*WHAT IS ASKED*
Retype the lines below without changing a single character.

======== RECORD EXTRACTS

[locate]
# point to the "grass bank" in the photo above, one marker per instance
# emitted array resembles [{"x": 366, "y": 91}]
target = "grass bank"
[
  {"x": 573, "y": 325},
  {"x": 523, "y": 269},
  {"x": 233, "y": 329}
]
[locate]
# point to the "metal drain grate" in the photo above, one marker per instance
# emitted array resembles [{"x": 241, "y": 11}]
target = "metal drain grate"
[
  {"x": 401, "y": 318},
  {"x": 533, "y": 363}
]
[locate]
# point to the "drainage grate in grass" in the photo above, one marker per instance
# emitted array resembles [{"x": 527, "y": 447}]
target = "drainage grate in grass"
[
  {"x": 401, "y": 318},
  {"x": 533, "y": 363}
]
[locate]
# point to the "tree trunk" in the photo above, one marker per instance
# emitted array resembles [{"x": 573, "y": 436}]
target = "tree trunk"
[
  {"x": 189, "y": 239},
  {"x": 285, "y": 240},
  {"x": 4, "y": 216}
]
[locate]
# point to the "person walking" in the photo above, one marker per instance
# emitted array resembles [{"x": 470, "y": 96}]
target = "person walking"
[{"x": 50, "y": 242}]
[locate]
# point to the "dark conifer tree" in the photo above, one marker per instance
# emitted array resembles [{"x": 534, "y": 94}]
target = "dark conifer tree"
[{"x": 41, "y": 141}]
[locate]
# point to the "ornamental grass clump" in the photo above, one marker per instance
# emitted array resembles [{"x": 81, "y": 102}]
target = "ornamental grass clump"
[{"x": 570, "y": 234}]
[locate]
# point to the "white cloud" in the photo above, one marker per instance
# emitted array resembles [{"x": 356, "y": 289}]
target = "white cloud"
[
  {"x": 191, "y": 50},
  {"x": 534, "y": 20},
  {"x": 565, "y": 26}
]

================

*ANSWER TO THIS EXERCISE*
[locate]
# point to the "grass bank" in the photo above, one marker per instance
# emitted array resembles [{"x": 366, "y": 91}]
target = "grass bank"
[
  {"x": 573, "y": 325},
  {"x": 523, "y": 269},
  {"x": 233, "y": 329}
]
[locate]
# point to the "metal drain grate" in the photo above, one marker per instance
# emitted array resembles [{"x": 241, "y": 11}]
target = "metal drain grate"
[
  {"x": 401, "y": 318},
  {"x": 533, "y": 363}
]
[locate]
# point to the "drainage grate in grass" in the photo above, one marker per instance
# emitted array resembles [{"x": 527, "y": 447}]
target = "drainage grate in grass"
[
  {"x": 401, "y": 318},
  {"x": 533, "y": 363}
]
[locate]
# point to the "tree trunk" in the photo above, one marker per instance
# emitted array resembles [{"x": 573, "y": 436}]
target = "tree trunk"
[
  {"x": 189, "y": 239},
  {"x": 285, "y": 240},
  {"x": 4, "y": 216}
]
[locate]
# point to the "person walking" in the photo above, one marker per instance
# emitted array resembles [{"x": 470, "y": 96}]
target = "person walking"
[{"x": 50, "y": 242}]
[locate]
# point to the "dark conifer tree" in the photo above, one marker per instance
# emitted array resembles [{"x": 534, "y": 94}]
target = "dark conifer tree"
[{"x": 41, "y": 141}]
[locate]
# point to the "ornamental grass clump" in the photo above, one marker per instance
# emitted array resembles [{"x": 81, "y": 102}]
target = "ornamental grass clump"
[{"x": 570, "y": 234}]
[locate]
# point to the "white cloud" in the photo above, one marker per instance
# emitted array resembles [{"x": 356, "y": 289}]
target = "white cloud"
[
  {"x": 191, "y": 50},
  {"x": 534, "y": 20},
  {"x": 565, "y": 26}
]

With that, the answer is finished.